**Estratto del documento:**
---
Alli voti mo moi! Sam Pietru Lau
s'ha ffare te sta uerra generale!"
"Cce generale
e generale, santi!
- idhu ni respundiu - cquai tra de nui
simu surdati rasi, tutti quanti;
cinca pote te cchiui, fazza te cchiui!"
(44)
E c'è perfino
lo scontro con gli angeli, difensori di Dio, guidati da San Michele.
Ma:
Quandu unu
Sam Micheli a pigghia a mmira
mentre ca l'angeliedhi ncuraggiâ;
zzicca nna petra tanta, nni la tira,
mmira nni tira, lu curpisce e ppah!
ba ccate comu
fica mpassulata!
Quandu se ìddera senza generale,
l'Angeli te sunara rreterata
mmeru allu paraìsu utandu l'ale.
Quantu mbrazza
la ista cumparìa
semmenatu te muerti tuttu quantu,
e pe ll'aria mbrunuta se sentìa
e pianti ed inni e de le Parche il canto!
(45)
Il secondo grande
personaggio, analogo per contrasto, è un pescatore, Primaldo,
il quale, nell'altro vasto disegno storico-poetico (influenza di D'Amelio,
ma diversa coscienza politica, diverso scenario: non la storia romana,
ma quella salentina), la caduta di Otranto aggredita dai Turchi, guida
all'estremo sacrificio i suoi concittadini: diventano tutti giganti,
essi piccoli, poveri ignoranti, nell'"ora di tutti", quella
della morte, per testimoniare la fede.
---
**Dati forniti:**

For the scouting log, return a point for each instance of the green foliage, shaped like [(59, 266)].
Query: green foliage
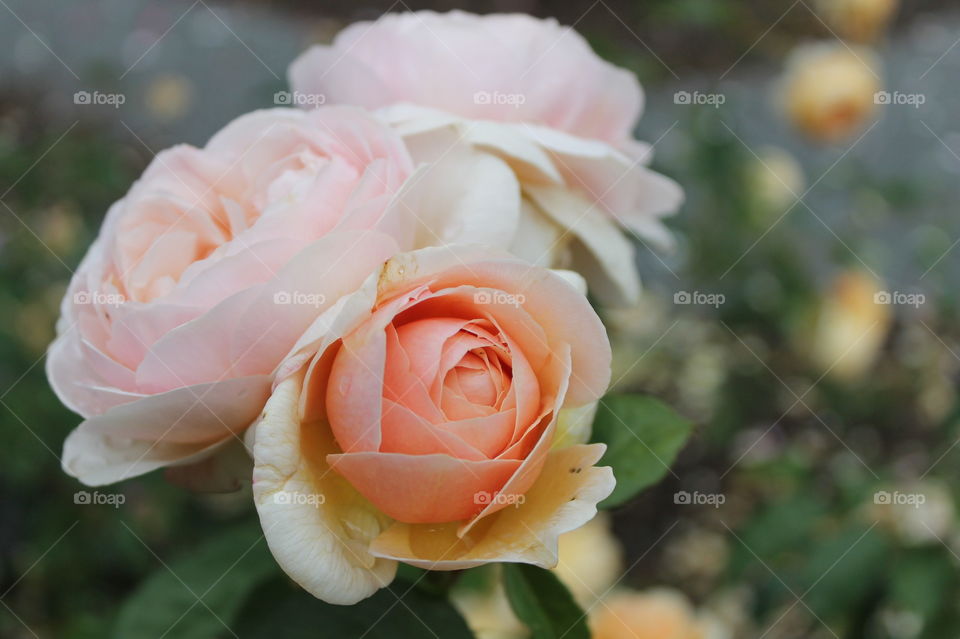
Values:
[(643, 437), (543, 603), (281, 609), (197, 596)]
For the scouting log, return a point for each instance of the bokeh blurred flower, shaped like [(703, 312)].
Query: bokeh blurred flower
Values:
[(416, 421), (488, 612), (591, 560), (851, 325), (206, 273), (828, 90), (540, 123), (652, 614), (860, 20)]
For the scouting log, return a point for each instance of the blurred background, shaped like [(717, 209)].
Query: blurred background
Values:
[(806, 321)]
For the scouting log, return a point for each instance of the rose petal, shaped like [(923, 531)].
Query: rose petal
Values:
[(316, 525), (563, 498)]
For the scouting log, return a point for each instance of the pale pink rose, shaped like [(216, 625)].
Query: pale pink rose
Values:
[(433, 417), (206, 273), (502, 67), (541, 124)]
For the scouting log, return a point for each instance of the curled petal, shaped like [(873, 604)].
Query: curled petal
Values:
[(316, 525)]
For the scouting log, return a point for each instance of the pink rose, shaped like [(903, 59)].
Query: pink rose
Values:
[(501, 67), (206, 273), (435, 416), (541, 124)]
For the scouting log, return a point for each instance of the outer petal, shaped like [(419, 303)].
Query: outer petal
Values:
[(178, 427), (563, 498), (605, 257), (320, 542)]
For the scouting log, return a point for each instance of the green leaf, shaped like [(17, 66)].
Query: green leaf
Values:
[(279, 608), (220, 573), (643, 437), (543, 603), (842, 570)]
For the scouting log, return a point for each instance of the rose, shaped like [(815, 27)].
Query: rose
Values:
[(827, 89), (197, 251), (552, 175), (410, 398)]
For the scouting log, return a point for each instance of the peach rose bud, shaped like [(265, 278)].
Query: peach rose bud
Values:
[(421, 420)]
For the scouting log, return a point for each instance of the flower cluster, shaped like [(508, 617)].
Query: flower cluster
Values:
[(378, 297)]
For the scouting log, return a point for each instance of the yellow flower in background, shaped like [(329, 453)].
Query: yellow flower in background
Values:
[(851, 325), (827, 90), (652, 614), (591, 560), (169, 97), (860, 20)]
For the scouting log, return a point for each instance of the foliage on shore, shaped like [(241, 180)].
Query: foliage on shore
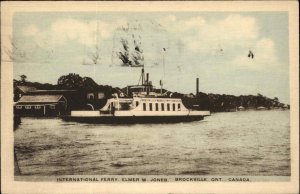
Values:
[(200, 101)]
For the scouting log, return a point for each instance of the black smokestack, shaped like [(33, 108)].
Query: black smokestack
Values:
[(197, 86), (147, 78), (147, 83)]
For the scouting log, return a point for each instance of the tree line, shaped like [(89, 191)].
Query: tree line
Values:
[(201, 101)]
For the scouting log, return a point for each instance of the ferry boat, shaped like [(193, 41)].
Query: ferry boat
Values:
[(141, 104)]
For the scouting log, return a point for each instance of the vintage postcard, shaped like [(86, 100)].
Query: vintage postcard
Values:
[(150, 97)]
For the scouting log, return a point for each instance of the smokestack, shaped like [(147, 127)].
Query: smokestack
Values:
[(197, 86), (147, 83), (143, 76), (147, 78)]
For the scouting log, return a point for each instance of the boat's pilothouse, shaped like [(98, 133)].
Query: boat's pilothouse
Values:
[(139, 106), (143, 103)]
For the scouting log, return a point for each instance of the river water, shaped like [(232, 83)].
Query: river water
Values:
[(255, 143)]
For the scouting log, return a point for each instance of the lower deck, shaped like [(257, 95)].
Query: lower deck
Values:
[(132, 119)]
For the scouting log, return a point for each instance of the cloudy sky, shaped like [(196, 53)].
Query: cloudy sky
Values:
[(176, 47)]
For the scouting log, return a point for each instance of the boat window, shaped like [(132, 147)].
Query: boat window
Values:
[(156, 106), (90, 96)]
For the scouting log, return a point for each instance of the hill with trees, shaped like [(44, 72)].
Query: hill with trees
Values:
[(200, 101)]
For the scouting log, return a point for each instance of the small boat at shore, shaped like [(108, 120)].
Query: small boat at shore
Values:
[(143, 105)]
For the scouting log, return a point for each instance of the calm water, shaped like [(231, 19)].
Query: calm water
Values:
[(239, 143)]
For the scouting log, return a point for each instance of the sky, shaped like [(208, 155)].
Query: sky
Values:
[(176, 47)]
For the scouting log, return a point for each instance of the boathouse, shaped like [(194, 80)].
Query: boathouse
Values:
[(19, 91), (41, 105)]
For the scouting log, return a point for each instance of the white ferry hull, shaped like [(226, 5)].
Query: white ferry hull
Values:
[(110, 119)]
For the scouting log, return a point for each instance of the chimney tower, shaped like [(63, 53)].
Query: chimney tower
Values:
[(197, 86)]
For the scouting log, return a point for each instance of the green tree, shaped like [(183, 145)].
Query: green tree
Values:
[(70, 81)]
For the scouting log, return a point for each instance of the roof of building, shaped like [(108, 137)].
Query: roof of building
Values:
[(41, 98), (26, 89)]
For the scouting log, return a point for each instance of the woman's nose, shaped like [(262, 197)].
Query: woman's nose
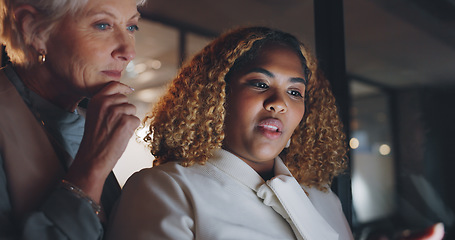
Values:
[(126, 49), (276, 103)]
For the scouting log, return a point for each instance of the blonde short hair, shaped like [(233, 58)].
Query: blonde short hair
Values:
[(18, 48), (187, 124)]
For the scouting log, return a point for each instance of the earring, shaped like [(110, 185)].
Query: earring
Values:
[(41, 56), (288, 143)]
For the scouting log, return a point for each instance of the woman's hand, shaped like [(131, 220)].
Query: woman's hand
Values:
[(110, 123)]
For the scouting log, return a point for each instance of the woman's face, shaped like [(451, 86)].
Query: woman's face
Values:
[(93, 48), (265, 103)]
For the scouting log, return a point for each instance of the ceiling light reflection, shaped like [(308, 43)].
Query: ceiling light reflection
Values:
[(354, 143)]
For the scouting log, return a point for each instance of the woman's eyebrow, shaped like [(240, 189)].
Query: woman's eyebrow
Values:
[(299, 80), (270, 74), (260, 70)]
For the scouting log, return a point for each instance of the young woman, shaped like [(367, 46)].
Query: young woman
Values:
[(247, 141)]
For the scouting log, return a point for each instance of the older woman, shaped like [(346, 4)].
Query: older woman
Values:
[(54, 161)]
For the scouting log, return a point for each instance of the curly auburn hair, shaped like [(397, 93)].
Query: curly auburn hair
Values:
[(187, 123)]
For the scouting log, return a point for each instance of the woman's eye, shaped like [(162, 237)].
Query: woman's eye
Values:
[(102, 26), (132, 28), (295, 93)]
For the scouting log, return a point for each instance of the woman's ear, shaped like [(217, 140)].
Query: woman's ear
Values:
[(26, 17)]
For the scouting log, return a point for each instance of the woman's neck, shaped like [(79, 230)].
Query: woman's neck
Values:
[(42, 83)]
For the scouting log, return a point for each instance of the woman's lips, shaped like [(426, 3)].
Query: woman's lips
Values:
[(270, 128), (113, 74)]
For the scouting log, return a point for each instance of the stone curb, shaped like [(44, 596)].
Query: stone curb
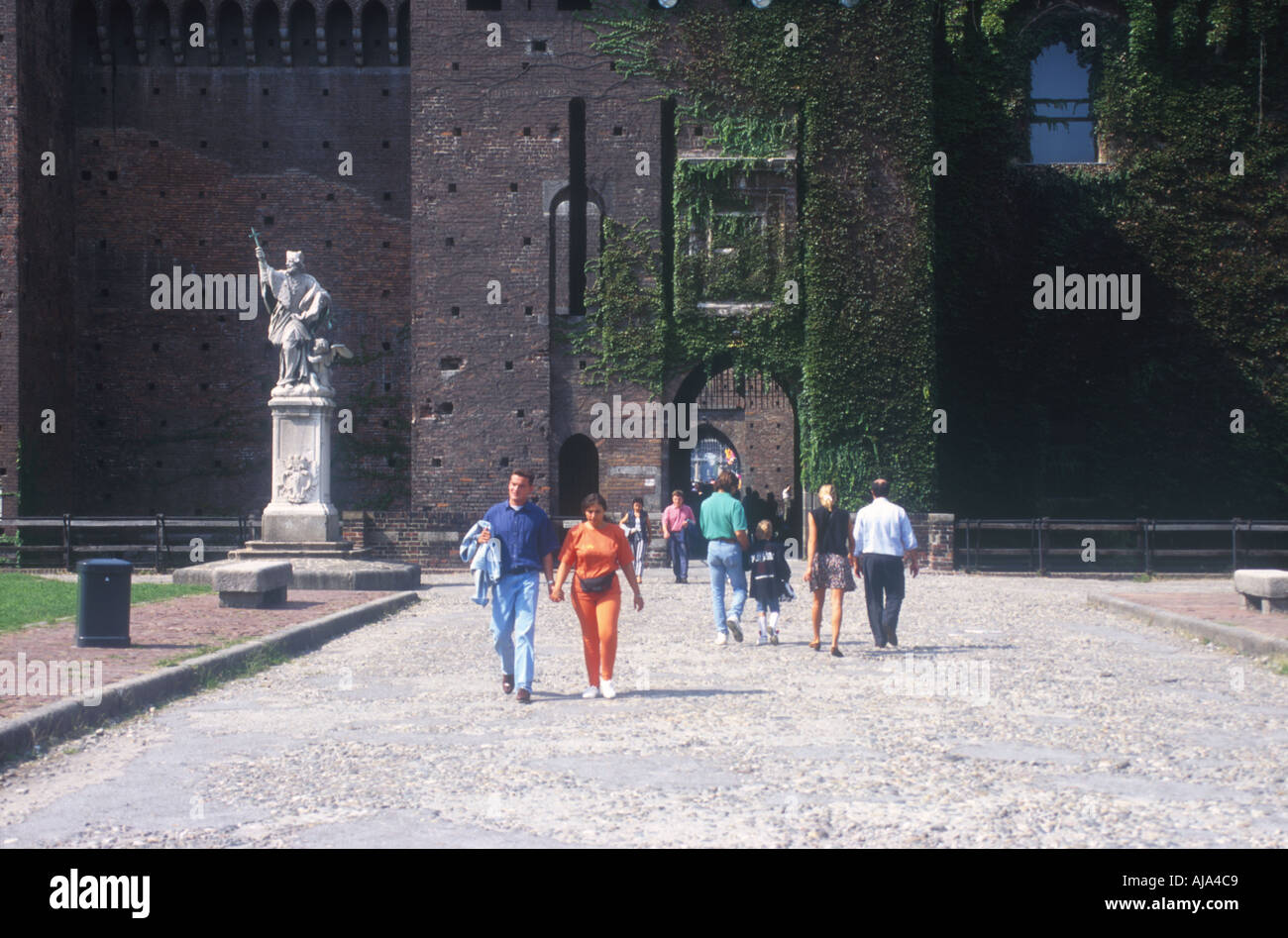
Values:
[(72, 716), (1240, 639)]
---
**Istruzioni:**
**1.** Rispondi alle seguenti domande sull'estratto del documento, indicando le risposte con le stesse lettere.
(a) Chi guida gli angeli difensori di Dio nello scontro?
(b) Quale mestiere svolge Primaldo?
(c) Da chi è aggredita Otranto?
**2.** Riproduci fedelmente il passo dell'estratto del documento che va da "ba ccate comu" fino a "Parche il canto!".
**3.** Prosegui il testo sulla poesia salentina e sulla caduta di Otranto, cominciando dopo la sua ultima frase.

**Soluzioni:**
**1.**
(a) San Michele guida gli angeli.
(b) Primaldo è un pescatore.
(c) Otranto è aggredita dai Turchi.

**2.**
ba ccate comu
fica mpassulata!
Quandu se ìddera senza generale,
l'Angeli te sunara rreterata
mmeru allu paraìsu utandu l'ale.
Quantu mbrazza
la ista cumparìa
semmenatu te muerti tuttu quantu,
e pe ll'aria mbrunuta se sentìa
e pianti ed inni e de le Parche il canto!

**3.**
Attraverso Pietru Lau, Capitan Black opera il riscatto, almeno fantastico,
attraverso il "comico" mai degradato a farsesco, dall'ingiustizia
della società, da una vita di soprusi patiti e di coatta subordinazione.
Pietru è il vendicatore di quanti hanno sofferto per colpa
altrui, che hanno rubato per sfamare se stessi e i propri figli. Primaldo
rappresenta la coscienza integra del fedele che con l'esempio trascina
all'olocausto i suoi otrantini. Il "riso" dialettale, ne
Li martiri d'Otrantu, si muta in tragico di rara efficacia descrittiva,
da resoconto di contemporaneo inviato di guerra:
E ccadìanu
le palle e scrafazzânu
lamie spundandu li muri cchiù ffuerti;
ccenca a nnanti se ttruaa strucunisciânu,
ddu nna palla cadìa, cadìanu muerti.
Murìanu:
intre lle case e pe lle strate
autru cca mmorte e spamientu nu se ite;
mamme cu Ili piccinni scafazzate,
ecchi, precati a sutta a nnu parite.
Sècuta
lu cannune e rembumbare
e ll'aria nde rrepete lu rrumore
e de intru Utrantu se nde sente ausare
schidhi e prechere de ci spera e more!
E lla luce
se perde chianu chianu'
pe llu fumu ca rria subbra le nule,
mentre ca a basciu, sutta Giurdignanu,
intru llu fuecu sou scinde lu sule!
(46)
l'indagine psicologica
del vincitore Achmet, vinto dal martire Primaldo, ha nella lirica
XLIII toni di narrazione orale che solo il dialetto non rende falsi:
De Agumattu
la raggia arde cchiù forte
eténduli cussì fiermi restare.
O fede cchiù putente de la morte,
quale forsa te face tremulare?
E sse storce,
se mozzeca, se danna,
se ttinchia, se precipeta, se mpica.
Cu ll'ecchi spungulati la cundanna
dae de la morte. Nngiallenisce, strica
li dienti,
mente astima, stompa a nterra,
stròzzula. Berlabei giusta la chianca.
Comu Primardu pe lla capu nferra,
a ncelu cumparìu na luce bianca
e nna nula
cu mille sarafini
ca la grolia de Diu tutti cantânu
e de subra llu celu gesurmini,
rose, parme, curune semmenanu ! (47)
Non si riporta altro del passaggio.